— START OF PAGE —

And here the world building around Fictionals gets a bit hazy - hazier than I would've liked. Because a world where you write and then breed characters throws up a lot of questions, questions most of the novel ignores. And I kept bumping my head against this. I tried ignoring it, just accepting the world as it's presented, but then some situations and occurrences lost meaning, or became unclear.
So Fictionals are assembled clones, and the book hints that they don't grow older. Do they really not age, or only not visually? Do they die? How long do they live? Surely they're not immortal.
Not all roles in a film or TV series are filled with Fictionals, human actors and actresses still exist. Why?
Fictionals are seen as non-human, or lesser than human. Why keep them alive after a movie series gets canned? (Harsh, I know, but less so if you truly see them as semi-animals..)
Sex between humans and Fictionals is seen as repulsive (or as a deviant kink, at best), but surely there'd be a thriving business in creating 'sexual models on demand'?
Are there other industries that use these fake people - basically people bred into slavery. Does the army now consist of Fictionals?

— END OF PAGE —
— START OF RECORD LIST —

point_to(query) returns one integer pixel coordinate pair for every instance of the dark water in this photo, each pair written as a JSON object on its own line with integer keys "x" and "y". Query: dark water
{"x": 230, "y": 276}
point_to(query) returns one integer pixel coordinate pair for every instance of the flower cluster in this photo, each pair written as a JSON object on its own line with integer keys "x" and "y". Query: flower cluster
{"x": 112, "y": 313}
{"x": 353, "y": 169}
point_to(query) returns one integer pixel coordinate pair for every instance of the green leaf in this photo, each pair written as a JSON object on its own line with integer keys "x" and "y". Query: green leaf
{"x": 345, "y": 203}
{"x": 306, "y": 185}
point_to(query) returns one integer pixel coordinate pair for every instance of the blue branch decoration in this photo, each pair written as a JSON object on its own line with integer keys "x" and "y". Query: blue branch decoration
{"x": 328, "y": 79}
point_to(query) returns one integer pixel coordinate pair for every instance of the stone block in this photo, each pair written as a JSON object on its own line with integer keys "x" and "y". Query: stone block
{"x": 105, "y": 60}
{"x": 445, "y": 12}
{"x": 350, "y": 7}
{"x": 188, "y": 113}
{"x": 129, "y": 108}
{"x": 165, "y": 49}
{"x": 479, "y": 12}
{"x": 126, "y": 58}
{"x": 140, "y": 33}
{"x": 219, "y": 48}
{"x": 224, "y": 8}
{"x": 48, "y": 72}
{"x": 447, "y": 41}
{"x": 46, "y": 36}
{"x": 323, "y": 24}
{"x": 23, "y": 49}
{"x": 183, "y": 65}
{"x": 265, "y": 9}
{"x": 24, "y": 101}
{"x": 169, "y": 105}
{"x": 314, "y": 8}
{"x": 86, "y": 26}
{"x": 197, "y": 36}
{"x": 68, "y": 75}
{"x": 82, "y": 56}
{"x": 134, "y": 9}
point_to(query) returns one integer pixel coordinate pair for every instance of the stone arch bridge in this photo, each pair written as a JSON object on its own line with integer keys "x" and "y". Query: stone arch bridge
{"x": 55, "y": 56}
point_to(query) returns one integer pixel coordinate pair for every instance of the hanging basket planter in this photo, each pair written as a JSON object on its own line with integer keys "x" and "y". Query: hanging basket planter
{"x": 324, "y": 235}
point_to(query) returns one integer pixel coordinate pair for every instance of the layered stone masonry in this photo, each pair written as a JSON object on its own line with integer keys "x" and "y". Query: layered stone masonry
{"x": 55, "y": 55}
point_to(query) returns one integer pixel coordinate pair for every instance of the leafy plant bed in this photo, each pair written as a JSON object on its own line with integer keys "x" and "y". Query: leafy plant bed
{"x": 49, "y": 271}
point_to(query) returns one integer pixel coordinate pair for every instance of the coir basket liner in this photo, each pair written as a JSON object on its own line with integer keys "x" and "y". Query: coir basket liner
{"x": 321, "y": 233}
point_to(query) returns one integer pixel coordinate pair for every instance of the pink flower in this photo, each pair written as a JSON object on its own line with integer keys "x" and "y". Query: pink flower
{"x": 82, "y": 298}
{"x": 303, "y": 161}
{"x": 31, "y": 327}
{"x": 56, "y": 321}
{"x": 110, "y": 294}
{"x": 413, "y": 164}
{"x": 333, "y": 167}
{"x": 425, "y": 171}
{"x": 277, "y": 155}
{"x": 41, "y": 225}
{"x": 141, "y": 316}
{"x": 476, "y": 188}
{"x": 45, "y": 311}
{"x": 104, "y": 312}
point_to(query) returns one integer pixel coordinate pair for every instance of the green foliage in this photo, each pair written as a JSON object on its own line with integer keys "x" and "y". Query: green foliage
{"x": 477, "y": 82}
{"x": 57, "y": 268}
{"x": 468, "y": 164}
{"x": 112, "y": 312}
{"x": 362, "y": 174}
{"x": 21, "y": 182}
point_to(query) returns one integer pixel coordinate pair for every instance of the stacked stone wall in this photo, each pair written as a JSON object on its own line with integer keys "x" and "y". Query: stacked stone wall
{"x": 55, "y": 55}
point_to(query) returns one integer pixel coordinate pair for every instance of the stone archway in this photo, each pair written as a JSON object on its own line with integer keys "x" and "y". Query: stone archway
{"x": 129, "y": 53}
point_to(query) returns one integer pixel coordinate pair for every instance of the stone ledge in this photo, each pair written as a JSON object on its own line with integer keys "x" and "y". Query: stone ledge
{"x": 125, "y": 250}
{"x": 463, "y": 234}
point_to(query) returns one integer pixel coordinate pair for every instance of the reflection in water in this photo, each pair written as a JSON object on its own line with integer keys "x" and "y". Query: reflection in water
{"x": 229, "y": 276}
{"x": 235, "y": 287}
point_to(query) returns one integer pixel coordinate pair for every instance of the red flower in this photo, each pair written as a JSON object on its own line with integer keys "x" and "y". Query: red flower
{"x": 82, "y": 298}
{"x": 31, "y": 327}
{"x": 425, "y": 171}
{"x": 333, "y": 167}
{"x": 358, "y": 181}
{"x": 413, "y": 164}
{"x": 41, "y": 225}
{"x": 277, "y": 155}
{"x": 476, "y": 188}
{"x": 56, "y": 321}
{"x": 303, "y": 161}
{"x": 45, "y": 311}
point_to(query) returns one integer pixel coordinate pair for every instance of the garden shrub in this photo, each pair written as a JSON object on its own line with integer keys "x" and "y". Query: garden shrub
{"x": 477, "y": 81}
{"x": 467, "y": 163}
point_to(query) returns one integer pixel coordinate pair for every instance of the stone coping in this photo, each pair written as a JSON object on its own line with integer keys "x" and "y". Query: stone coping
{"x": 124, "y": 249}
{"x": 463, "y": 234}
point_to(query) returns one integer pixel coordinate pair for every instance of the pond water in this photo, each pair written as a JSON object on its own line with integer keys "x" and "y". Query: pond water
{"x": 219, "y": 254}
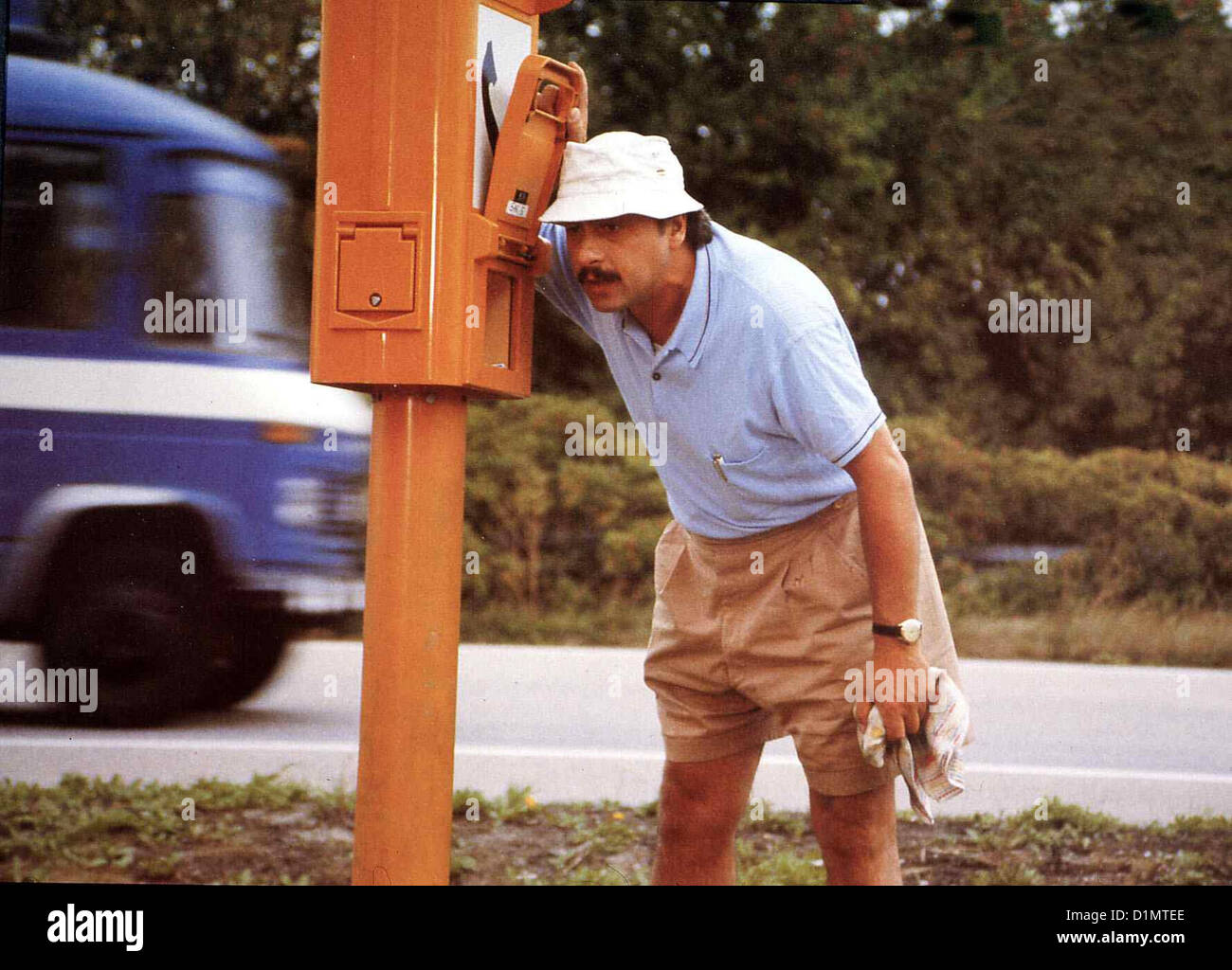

— END OF RECORD LIST —

| JOBS |
a: Quote the book review starting at "So Fictionals are" and ending at "them as semi-animals..)".
b: Using the book review, decide whether each statement agrees with it. Answer yes or no and quote the deciding words.
(i) Human actors and actresses no longer exist in this world.
(ii) Sex between humans and Fictionals is seen as repulsive.
(iii) The book hints that Fictionals don't grow older.
c: According to the book review, how are Fictionals seen?

| EXERCISE ANSWERS |
a:
So Fictionals are assembled clones, and the book hints that they don't grow older. Do they really not age, or only not visually? Do they die? How long do they live? Surely they're not immortal.
Not all roles in a film or TV series are filled with Fictionals, human actors and actresses still exist. Why?
Fictionals are seen as non-human, or lesser than human. Why keep them alive after a movie series gets canned? (Harsh, I know, but less so if you truly see them as semi-animals..)

b:
(i) No: "human actors and actresses still exist"
(ii) Yes: "Sex between humans and Fictionals is seen as repulsive"
(iii) Yes: "the book hints that they don't grow older"

c: They are seen as non-human, or lesser than human.